- **EXCERPT TO READ**
▼

Instead, how about we make the standby wait for a certain amount of
time (with a GUC) so that it can keep looking for the required WAL.
How is archiving configured, and would it be possible to introduce
logic into the restore_command to handle slow-to-arrive WAL?
Regards,
Jeff Davis
On Fri, Oct 22, 2021 at 5:54 AM Jeff Davis <pgsql@j-davis.com> wrote:
On Wed, 2021-10-20 at 21:35 +0530, Bharath Rupireddy wrote:
The FATAL error "recovery ended before configured recovery target
was
reached" introduced by commit at [1] in PG 14 is causing the standby
to go down after having spent a good amount of time in recovery.
There
can be cases where the arrival of required WAL (for reaching recovery
target) from the archive location to the standby may take time and
meanwhile the standby failing with the FATAL error isn't good.
Instead, how about we make the standby wait for a certain amount of
time (with a GUC) so that it can keep looking for the required WAL.How is archiving configured, and would it be possible to introduce
logic into the restore_command to handle slow-to-arrive WAL?
Thanks Jeff!
If the suggestion is to have the wait and retry logic embedded into
the user-written restore_command, IMHO, it's not a good idea as the
restore_command is external to the core PG and the FATAL error
"recovery ended before configured recovery target was reached" is an
internal thing. Having the retry logic (controlled with a GUC) within
the core, when the startup process hits the recovery end before the
target, is a better way and it is something the core PG can offer.
With this, the amount of work spent in recovery by the standby isn't
wasted if the GUC is enabled with the right value. The optimal value
someone can set is the average time it takes for the WAL to reach
archive location from the primary + from archive location to the
standby. By default, we can disable the new GUC with value 0 so that
whoever wants can set it.
Regards,
Bharath Rupireddy.
On Fri, 2021-10-22 at 15:34 +0530, Bharath Rupireddy wrote:
If the suggestion is to have the wait and retry logic embedded into
the user-written restore_command, IMHO, it's not a good idea as the
restore_command is external to the core PG and the FATAL error
"recovery ended before configured recovery target was reached" is an
internal thing.
It seems likely that you'd want to tweak the exact behavior for the
given system. For instance, if the files are making some progress, and
you can estimate that in 2 more minutes everything will be fine, then
you may be more willing to wait those two minutes. But if no progress
has happened since recovery began 15 minutes ago, you may want to fail
immediately.
All of this nuance would be better captured in a specialized script
than a generic timeout in the server code.

▲

- **BRIEF**
List every date-and-time stamp that appears in the thread about the recovery target error.

- **GIVEN INFORMATION**
▼

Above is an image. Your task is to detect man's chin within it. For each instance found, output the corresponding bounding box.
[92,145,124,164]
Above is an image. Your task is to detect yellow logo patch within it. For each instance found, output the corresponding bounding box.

▲

- **WRITTEN ANSWER**
- Fri, Oct 22, 2021 at 5:54 AM
- Wed, 2021-10-20 at 21:35 +0530
- Fri, 2021-10-22 at 15:34 +0530